Task requirements:
(1) In the abstract on validating chronic disease algorithms in primary care EMR data, what larger network is MaPCReN part of?
(2) Why does the abstract on validating chronic disease algorithms in primary care EMR data call validation crucial before the data are used for research?
(3) Write the next part of the abstract on validating chronic disease algorithms in primary care EMR data, starting after its last sentence.

═══ Page excerpt ═══

Background: Electronic Medical Records (EMRs) are increasingly used in the provision of primary care and have been compiled into databases which can be utilized for surveillance, research and informing practice. The primary purpose of these records is for the provision of individual patient care; validation and examination of underlying limitations is crucial for use for research and data quality improvement. This study examines and describes the validity of chronic disease case definition algorithms and factors affecting data quality in a primary care EMR database.
Methods: A retrospective chart audit of an age stratified random sample was used to validate and examine diagnostic algorithms applied to EMR data from the Manitoba Primary Care Research Network (MaPCReN), part of the Canadian Primary Care Sentinel Surveillance Network (CPCSSN). The presence of diabetes, hypertension, depression, osteoarthritis and chronic obstructive pulmonary disease (COPD) was determined by review of the medical record and compared to algorithm identified cases to identify discrepancies and describe the underlying contributing factors.

═══ Input data ═══

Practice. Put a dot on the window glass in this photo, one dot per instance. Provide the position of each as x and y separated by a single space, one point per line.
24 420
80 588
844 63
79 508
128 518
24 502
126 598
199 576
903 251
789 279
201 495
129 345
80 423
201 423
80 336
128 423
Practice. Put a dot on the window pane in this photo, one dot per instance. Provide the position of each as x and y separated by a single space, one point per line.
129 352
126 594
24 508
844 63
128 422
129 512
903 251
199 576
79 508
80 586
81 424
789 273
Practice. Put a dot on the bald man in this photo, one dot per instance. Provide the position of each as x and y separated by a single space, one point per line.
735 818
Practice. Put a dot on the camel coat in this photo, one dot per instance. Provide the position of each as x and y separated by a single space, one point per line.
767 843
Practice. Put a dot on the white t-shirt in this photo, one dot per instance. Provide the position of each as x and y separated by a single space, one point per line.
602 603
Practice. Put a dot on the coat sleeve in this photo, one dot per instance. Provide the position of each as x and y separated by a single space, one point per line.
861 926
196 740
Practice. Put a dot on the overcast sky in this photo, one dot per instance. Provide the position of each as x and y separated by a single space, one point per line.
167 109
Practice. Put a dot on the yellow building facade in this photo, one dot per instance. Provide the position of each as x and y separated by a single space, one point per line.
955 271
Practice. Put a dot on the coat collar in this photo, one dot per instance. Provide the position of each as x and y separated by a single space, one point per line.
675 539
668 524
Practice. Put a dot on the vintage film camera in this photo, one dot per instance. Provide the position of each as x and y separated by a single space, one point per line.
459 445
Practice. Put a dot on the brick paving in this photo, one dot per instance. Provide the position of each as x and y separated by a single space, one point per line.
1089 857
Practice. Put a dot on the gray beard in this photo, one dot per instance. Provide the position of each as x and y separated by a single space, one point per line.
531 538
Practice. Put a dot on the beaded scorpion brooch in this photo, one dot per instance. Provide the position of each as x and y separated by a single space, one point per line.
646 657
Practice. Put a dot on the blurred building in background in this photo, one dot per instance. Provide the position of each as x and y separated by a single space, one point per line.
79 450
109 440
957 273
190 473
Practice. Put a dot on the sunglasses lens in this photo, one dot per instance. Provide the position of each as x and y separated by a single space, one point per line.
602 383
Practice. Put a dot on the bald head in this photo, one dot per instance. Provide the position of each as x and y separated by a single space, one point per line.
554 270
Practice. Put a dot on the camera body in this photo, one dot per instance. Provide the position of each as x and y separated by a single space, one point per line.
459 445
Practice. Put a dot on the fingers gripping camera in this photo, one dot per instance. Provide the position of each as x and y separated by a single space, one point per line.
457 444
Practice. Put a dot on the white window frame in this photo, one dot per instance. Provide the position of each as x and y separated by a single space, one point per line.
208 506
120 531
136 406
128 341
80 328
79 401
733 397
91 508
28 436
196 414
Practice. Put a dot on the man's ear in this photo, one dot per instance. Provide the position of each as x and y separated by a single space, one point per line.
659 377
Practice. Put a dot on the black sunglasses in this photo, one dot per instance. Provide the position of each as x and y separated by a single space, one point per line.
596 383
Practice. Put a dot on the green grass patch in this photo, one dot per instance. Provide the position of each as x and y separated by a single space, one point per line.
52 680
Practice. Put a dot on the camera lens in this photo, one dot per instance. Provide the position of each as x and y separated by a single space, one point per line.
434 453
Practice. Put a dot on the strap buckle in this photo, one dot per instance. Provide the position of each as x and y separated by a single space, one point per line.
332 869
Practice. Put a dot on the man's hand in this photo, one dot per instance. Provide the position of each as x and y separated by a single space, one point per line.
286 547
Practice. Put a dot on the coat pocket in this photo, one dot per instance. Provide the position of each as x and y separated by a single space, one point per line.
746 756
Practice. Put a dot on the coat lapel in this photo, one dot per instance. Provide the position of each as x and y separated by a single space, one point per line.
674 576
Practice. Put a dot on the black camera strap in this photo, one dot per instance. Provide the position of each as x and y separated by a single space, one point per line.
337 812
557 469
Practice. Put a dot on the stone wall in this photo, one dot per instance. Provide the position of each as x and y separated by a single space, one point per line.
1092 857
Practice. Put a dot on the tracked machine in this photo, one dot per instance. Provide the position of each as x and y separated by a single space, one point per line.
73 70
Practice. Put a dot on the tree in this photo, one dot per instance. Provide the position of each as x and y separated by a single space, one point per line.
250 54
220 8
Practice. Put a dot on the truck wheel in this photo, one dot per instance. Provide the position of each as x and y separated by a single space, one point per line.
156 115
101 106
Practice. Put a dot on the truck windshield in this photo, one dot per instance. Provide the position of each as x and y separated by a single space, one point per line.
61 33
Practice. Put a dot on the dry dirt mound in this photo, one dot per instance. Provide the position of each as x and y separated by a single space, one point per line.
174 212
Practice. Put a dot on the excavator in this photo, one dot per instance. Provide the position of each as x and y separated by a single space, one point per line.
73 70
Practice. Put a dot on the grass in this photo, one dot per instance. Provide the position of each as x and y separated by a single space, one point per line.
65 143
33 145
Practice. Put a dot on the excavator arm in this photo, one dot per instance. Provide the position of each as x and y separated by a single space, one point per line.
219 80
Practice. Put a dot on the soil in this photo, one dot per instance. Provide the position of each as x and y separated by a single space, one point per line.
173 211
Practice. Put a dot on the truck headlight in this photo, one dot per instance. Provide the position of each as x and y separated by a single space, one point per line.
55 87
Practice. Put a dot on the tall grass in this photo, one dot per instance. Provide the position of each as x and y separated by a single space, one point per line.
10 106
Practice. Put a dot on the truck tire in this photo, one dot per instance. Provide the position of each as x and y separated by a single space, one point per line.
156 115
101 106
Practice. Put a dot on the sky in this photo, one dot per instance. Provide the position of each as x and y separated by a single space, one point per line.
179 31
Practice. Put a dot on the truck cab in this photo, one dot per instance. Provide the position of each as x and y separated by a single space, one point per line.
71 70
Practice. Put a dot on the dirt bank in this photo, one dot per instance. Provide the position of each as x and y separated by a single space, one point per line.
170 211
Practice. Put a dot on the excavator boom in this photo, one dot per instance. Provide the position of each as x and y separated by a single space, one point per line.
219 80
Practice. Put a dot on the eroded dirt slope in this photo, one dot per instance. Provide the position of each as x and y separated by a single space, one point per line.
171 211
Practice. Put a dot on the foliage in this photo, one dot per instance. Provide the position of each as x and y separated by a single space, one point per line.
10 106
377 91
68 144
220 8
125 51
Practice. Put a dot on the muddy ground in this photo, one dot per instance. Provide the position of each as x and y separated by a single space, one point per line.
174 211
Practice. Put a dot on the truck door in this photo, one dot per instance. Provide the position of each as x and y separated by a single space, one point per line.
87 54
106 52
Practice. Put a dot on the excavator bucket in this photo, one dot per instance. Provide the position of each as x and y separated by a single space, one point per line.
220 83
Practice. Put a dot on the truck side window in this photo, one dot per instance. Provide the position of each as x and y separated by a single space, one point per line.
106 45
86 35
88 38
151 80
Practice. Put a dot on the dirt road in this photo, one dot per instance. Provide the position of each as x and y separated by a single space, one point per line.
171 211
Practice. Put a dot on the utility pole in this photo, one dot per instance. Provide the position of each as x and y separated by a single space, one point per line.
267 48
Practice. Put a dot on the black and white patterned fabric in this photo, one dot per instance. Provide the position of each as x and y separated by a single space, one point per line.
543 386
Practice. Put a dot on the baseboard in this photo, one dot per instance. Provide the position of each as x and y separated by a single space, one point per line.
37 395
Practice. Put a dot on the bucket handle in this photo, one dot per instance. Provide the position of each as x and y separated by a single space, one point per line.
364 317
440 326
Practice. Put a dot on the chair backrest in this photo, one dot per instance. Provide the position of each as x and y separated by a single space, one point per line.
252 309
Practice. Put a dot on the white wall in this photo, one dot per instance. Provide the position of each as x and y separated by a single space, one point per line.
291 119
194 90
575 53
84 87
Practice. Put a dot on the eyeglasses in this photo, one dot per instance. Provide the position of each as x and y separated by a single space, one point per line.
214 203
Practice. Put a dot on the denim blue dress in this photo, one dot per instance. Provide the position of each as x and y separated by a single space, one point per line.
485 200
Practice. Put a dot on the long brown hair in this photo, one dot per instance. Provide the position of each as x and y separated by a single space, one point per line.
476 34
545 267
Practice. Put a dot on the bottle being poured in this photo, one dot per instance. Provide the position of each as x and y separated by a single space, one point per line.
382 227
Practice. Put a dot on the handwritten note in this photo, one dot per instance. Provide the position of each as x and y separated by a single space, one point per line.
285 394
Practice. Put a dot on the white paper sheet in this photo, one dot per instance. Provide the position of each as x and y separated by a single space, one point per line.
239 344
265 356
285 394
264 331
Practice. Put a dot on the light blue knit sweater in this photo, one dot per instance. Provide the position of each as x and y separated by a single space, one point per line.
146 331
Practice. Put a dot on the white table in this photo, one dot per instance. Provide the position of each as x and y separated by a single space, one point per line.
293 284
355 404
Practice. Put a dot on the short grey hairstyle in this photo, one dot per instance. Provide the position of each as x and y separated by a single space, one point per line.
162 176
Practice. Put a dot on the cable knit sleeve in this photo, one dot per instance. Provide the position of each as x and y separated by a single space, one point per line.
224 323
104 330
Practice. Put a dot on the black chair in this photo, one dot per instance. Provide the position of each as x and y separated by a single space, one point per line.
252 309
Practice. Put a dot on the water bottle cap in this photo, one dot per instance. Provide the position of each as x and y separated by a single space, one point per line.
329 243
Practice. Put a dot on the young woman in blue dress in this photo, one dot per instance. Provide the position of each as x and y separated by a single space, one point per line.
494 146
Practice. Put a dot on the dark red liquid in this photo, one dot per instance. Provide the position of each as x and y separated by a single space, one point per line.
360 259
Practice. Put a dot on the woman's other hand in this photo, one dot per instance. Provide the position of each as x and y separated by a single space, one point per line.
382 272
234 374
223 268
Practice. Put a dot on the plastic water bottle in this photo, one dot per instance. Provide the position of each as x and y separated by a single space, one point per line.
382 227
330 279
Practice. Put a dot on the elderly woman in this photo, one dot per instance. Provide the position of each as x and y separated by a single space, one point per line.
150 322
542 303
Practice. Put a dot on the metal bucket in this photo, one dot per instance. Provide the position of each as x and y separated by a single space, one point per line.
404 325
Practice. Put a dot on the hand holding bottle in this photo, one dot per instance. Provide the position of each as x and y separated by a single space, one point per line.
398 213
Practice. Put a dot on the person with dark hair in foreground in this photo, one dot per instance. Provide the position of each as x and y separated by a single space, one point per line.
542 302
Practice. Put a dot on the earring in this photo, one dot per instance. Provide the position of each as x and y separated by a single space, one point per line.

═══

Outputs in order:
(1) The Canadian Primary Care Sentinel Surveillance Network (CPCSSN).

(2) The primary purpose of EMRs is to provide individual patient care, not research. Validating the data and examining their underlying limitations is therefore crucial for using them in research and for improving data quality.

(3)
Results: The algorithm for diabetes had high sensitivity, specificity and positive predictive value (PPV) with all scores being over 90%. Specificities of the algorithms were greater than 90% for all conditions except for hypertension at 79.2%. The largest deficits in algorithm performance included poor PPV for COPD at 36.7% and limited sensitivity for COPD, depression and osteoarthritis at 72.0%, 73.3% and 63.2% respectively. Main sources of discrepancy included missing coding, alternative coding, inappropriate diagnosis detection based on medications used for alternate indications, inappropriate exclusion due to comorbidity and loss of data.
Conclusions: Comparison to medical chart review shows that at MaPCReN the CPCSSN case finding algorithms are valid with a few limitations. This study provides the basis for the validated data to be utilized for research and informs users of its limitations. Analysis of underlying discrepancies provides the ability to improve algorithm performance and facilitate improved data quality.